_EXERCISE TASK_: Please put the lines of the rows below into a numbered list, from the line containing "the wooden staircase." through the end of the rows, inclusive, leaving out blank lines.

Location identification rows
— Begin —

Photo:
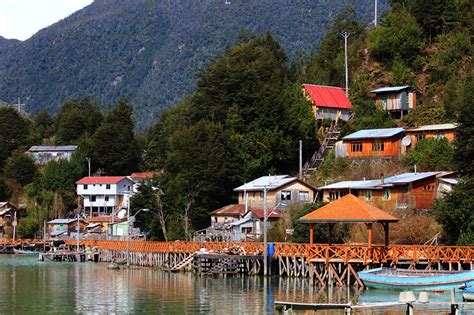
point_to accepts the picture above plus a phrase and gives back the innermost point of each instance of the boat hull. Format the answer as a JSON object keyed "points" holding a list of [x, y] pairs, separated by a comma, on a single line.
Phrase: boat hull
{"points": [[374, 278]]}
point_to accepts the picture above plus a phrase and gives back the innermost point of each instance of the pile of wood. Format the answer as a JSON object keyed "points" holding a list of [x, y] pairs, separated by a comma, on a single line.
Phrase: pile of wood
{"points": [[235, 250]]}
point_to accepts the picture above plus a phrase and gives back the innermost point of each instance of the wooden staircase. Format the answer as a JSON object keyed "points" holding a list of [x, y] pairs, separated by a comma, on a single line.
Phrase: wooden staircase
{"points": [[182, 264], [318, 157]]}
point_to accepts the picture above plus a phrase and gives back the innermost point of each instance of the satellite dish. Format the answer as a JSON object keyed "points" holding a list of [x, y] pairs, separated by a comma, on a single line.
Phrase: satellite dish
{"points": [[121, 214], [406, 141]]}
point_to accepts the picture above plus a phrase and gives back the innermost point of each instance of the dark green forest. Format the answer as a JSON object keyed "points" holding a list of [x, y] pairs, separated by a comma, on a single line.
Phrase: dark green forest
{"points": [[149, 51], [247, 114]]}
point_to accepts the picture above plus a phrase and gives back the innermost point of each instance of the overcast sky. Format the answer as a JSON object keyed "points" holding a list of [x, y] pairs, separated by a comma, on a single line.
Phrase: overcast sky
{"points": [[21, 19]]}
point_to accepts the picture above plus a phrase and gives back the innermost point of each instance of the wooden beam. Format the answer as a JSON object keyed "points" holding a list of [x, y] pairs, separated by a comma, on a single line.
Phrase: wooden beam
{"points": [[331, 225], [369, 235]]}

— End —

_EXERCISE RESULT_:
1. point_to accepts the picture above plus a phrase and gives back the innermost point of each instance of the wooden staircase. Format the answer as a JSON object keyed "points" holding a list of [x, y] pairs, separated by a comma, on a single line.
2. Phrase: wooden staircase
3. {"points": [[182, 264], [318, 157]]}
4. point_to accepts the picture above plus a phrase and gives back the innermost point of each instance of the satellite dish. Format the answer as a JSON object keyed "points" holding a list of [x, y] pairs, separated by a comma, on a single line.
5. Phrase: satellite dish
6. {"points": [[121, 214], [406, 141]]}
7. point_to accepts the picture above plus a phrase and gives back the innermost point of each instance of the dark green forest. Format the answer as a JSON object keyed "points" holding a list of [x, y] pairs, separated by a comma, on a single line.
8. Phrase: dark green forest
9. {"points": [[149, 51], [247, 114]]}
10. point_to accepts the picture above plus a phrase and gives back the innermost point of each instance of the overcast sky. Format the answer as a JSON object keyed "points" holding a list of [x, y] pairs, separated by a comma, on a single line.
11. Phrase: overcast sky
12. {"points": [[21, 19]]}
13. point_to accepts the picture above plus a phrase and gives back the innermost point of each instance of the wooden beam. Format the answer as a JSON object keyed "points" holding a list of [x, y] pairs, separated by a comma, on a single line.
14. Phrase: wooden beam
15. {"points": [[331, 225], [369, 235]]}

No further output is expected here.